> [DOCUMENT EXTRACT]:
-------------------------

More than 1,500 mourners gathered in a Roma settlement in northern Greece on Thursday for the funeral of a teenager who died days after being shot in the head by a police officer during a chase over an unpaid gas station bill.
The shooting of 16-year-old Kostas Frangoulis, who was married and had a young child, triggered days of protests which often turned violent, despite calls for restraint by the teenager’s family and Roma community leaders.
“Today all of society must be united. Today we are all Roma,” said Theofilos Alexopoulos, the family’s lawyer.
Mourners crowded round the open white coffin in which Frangoulis lay, a white baseball cap on his head and covered to the neck with flowers. Some placed banknotes in the coffin, in keeping with Roma tradition. The crowd played traditional mournful music and a rap song that was one of the teenager's favorites as they formed a convoy that followed the hearse to the cemetery for the funeral service and burial.
“Today is a difficult day, a sad day,” said Giorgos Stamatis, the Labor Ministry’s Secretary General for Social Solidarity and Fighting Poverty, who attended the funeral. “We bid farewell to a young person ... who didn’t have time to live his life and who leaves behind an underage wife and an underage child.”
Stamatis said the government would support the family “and all these people, breaking their social exclusion and the ghettos they live in.”
The Roma community has denounced the shooting in the northern city of Thessaloniki as racially motivated. Several Roma men have been injured or fatally shot in recent years during confrontations with police while allegedly seeking to evade arrest for breaches of the law.
The case has shone a spotlight on the Roma community, which faces widespread discrimination and often lives on the margins of society in Greece.

-------------------------

> [AVAILABLE DATA]:
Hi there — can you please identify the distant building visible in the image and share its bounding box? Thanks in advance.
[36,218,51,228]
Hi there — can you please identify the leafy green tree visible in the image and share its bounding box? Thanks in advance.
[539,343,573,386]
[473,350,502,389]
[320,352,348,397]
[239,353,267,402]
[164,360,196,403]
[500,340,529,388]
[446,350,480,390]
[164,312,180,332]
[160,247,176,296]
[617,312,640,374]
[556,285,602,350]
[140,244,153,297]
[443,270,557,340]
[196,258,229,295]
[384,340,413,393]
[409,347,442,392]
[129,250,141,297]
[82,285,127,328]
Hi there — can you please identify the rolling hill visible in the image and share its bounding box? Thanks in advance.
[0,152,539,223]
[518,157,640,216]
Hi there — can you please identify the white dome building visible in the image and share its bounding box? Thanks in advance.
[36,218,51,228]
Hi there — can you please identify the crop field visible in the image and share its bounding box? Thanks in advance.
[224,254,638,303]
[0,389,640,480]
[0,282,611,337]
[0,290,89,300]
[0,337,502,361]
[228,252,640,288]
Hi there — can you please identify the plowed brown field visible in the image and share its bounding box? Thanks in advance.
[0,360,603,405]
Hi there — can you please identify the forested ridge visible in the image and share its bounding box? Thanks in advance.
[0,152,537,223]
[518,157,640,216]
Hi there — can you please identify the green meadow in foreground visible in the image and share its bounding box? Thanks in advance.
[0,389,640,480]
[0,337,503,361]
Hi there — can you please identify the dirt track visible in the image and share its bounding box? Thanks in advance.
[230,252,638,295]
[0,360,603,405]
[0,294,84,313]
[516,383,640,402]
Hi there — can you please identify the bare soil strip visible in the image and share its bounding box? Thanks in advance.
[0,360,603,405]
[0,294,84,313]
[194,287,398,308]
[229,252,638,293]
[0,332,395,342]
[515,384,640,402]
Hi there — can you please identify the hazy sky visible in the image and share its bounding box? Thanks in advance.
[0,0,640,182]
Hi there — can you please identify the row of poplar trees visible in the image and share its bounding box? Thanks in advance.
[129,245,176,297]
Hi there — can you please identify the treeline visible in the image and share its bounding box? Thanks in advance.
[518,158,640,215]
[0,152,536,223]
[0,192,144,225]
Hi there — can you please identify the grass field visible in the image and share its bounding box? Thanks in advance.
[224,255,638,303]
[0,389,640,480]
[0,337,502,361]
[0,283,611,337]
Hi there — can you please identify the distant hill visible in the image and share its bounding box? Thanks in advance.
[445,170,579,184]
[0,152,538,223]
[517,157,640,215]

-------------------------

> [EXERCISE SET]:
a - List every person named in the funeral report.
b - Continue the funeral report from the point where it stops.

> [EXERCISE RESPONSES]:
a - Kostas Frangoulis, Theofilos Alexopoulos, Giorgos Stamatis

b -
“Social inclusion with destitute people who live — not live, survive — in inappropriate conditions in camps, is not possible,” said Vassilis Pantsios, president of the Confederation of Greek Roma. “Social inclusion for us is for us to be integrated in society as a whole, with targeted policies” for a vulnerable population, he said, adding that the Roma community suffered from unemployment of above 70%-80%.
Police have said the youth attempted to ram the police motorbikes chasing him with his pickup truck. The officer accused of firing the shot has said he fired because he feared the lives of his colleagues were in danger, but that he had been aiming at the pickup truck’s tires and not at the driver.
The 34-year-old police officer was suspended and is under house arrest pending a court decision on whether to remand him in custody until his trial or release him on bail. Members of the Roma community have made clear they expect him to be put on remand. A decision is expected in the coming days.
Frangoulis spent more than a week hospitalized in critical condition after the Dec. 5 shooting, before dying of his injuries on Tuesday. Motorbike police had given chase after he allegedly filled his pickup truck with gas at a Thessaloniki station and drove off without paying the 20-euro ($21) bill.
The officer was initially charged with a felony count of attempted manslaughter with possible intent and a misdemeanor count of illegally firing his weapon. The felony charge is likely to be changed to manslaughter with possible intent following Frangoulis’ death.